Women’s rights

Key terms


Gender-based violence

Gender-based violence (GBV) refers to harmful acts directed at an individual or a group of individuals based on their gender. It is rooted in gender inequality, the abuse of power and harmful norms. The term is primarily used to underscore the fact that structural, gender-based power differentials place women and girls at risk for multiple forms of violence. While women and girls suffer disproportionately from GBV, men and boys can also be targeted. The term is also sometimes used to describe targeted violence against LGBTQI+ populations, when referencing violence related to norms of masculinity/femininity and/or gender norms.


Violence against women and girls

Violence against women and girls is defined as any act of gender-based violence that results in, or is likely to result in, physical, sexual or mental harm or suffering to women and girls, including threats of such acts, coercion or arbitrary deprivation of liberty, whether occurring in public or in private life. Violence against women and girls encompasses, but is not limited to, physical, sexual and psychological violence occurring in the family or within the general community, and perpetrated or condoned by the State.

DATA EXCERPTS —

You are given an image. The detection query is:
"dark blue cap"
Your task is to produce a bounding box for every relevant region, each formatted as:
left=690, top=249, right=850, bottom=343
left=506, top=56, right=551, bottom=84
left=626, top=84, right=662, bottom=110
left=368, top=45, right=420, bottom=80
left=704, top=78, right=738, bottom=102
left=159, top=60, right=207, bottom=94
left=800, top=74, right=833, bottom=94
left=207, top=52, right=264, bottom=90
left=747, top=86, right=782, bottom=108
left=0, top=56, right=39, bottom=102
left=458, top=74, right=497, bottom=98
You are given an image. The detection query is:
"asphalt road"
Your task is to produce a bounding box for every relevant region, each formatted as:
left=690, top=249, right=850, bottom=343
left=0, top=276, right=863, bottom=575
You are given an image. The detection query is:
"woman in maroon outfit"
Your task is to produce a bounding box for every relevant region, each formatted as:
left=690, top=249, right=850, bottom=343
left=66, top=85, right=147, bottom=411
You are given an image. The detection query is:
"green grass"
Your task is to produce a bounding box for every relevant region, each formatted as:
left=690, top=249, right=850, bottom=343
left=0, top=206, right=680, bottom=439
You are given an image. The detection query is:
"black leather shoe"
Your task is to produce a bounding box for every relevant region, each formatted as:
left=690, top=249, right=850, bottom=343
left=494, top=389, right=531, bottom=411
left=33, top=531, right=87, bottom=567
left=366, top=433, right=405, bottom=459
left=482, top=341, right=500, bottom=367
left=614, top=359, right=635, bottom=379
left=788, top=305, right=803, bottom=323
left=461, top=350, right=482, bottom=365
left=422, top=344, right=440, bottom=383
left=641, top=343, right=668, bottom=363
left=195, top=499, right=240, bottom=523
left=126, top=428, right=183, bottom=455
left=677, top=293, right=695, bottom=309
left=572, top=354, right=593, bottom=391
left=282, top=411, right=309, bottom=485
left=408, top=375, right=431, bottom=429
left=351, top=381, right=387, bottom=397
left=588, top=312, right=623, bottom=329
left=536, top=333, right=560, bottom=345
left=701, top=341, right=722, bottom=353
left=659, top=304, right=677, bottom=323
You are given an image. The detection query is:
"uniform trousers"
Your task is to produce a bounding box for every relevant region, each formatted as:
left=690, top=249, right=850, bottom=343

AIM OF THE EXERCISE —
According to the passage on women's rights, what is gender-based violence rooted in? The material has no connection to the passage on women's rights.

TASK SOLUTION —
Gender inequality, the abuse of power and harmful norms.